- TESTO DI RIFERIMENTO
################

In un Paese come l’Italia, dove la “cultura contro la Difesa” è talmente radicata che
la res militaria,
per riflesso ideologicamente condizionato, desta comunemente uno sdegno moralistico che trova
sfogo nella demonizzazione delle Forze Armate, e dove la dimensione della
Sicurezza, con la serietà delle sue problematiche, è così misconosciuta e
malintesa da essere considerata materia esclusiva di guerrafondai e
imperialisti, l’Occidentale ha deciso che fosse giunto il momento d’intraprendere un
viaggio di approfondimento nel mondo militare, come opera di contrasto di quella
certa scuola culturale e politica pacifinta e antimilitarista che ancora oggi
riesce a esercitare un’influenza decisiva sugli orientamenti governativi.
L’obiettivo è di procedere all’affermazione di un’autentica “cultura della
Difesa” nel nostro Paese.

Le Forze Armate italiane compiono oggi uno sforzo
organizzativo enorme per garantire l’efficienza, spesso al limite della sopravvivenza
causa l’endemica carenza di fondi, dei soldati che sono impegnati nelle aree
interessate da crisi che rappresentano una minaccia per la sicurezza nazionale
– i Balcani, l’Afghanistan, l’Iraq e il Libano -, in missioni di mantenimento
della pace, stabilizzazione e ricostruzione, sotto l’egida delle Nazioni Unite
e della Nato. Questo sforzo è troppo poco valorizzato dai mezzi di
comunicazione e troppo poco apprezzato dalla popolazione e da talune espressioni
della società civile come le organizzazioni non governative, che nelle aree di
crisi sovente disdegnano l’indispensabile ruolo dei militari nel garantire la cornice
di sicurezza e il supporto logistico necessari al compimento delle loro stesse attività
umanitarie.

################

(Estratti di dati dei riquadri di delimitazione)
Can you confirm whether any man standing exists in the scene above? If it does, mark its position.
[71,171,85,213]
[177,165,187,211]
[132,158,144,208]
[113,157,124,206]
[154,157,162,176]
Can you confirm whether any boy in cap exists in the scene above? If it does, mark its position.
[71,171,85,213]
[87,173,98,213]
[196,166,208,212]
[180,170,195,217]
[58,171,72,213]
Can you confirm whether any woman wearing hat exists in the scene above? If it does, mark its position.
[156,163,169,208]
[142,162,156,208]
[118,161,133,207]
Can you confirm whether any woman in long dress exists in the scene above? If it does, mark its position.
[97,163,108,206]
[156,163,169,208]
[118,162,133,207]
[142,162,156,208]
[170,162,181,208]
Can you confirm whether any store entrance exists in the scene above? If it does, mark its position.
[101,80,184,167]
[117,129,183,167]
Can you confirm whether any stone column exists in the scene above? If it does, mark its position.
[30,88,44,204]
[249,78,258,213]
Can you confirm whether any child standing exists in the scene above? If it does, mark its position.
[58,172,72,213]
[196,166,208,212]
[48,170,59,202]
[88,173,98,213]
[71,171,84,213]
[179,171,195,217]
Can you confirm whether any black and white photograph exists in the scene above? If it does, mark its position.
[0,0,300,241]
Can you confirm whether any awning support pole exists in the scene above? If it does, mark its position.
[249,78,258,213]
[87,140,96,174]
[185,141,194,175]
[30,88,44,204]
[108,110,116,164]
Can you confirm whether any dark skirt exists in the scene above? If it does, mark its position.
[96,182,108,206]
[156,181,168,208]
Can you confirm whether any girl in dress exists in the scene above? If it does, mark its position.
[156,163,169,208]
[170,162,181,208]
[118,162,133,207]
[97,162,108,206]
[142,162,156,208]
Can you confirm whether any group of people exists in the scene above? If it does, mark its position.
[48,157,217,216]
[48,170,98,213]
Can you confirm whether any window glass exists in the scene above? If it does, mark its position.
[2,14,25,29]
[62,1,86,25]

################

- COMPITI DA SVOLGERE
• A. Elenca tutte le aree di crisi che il testo di riferimento indica come una minaccia per la sicurezza nazionale.
• B. Per favore, rispondi in breve a queste domande sul testo di riferimento.
(i) Chi ha deciso di intraprendere un viaggio di approfondimento nel mondo militare?
(ii) Quale obiettivo si vuole raggiungere nel nostro Paese?
(iii) Sotto l'egida di quali organizzazioni si svolgono le missioni dei soldati italiani?

- SOLUZIONI DELL'ESERCIZIO
• A.
- i Balcani
- l'Afghanistan
- l'Iraq
- il Libano

• B.
(i) L'Occidentale.
(ii) L'affermazione di un'autentica "cultura della Difesa".
(iii) Le Nazioni Unite e la Nato.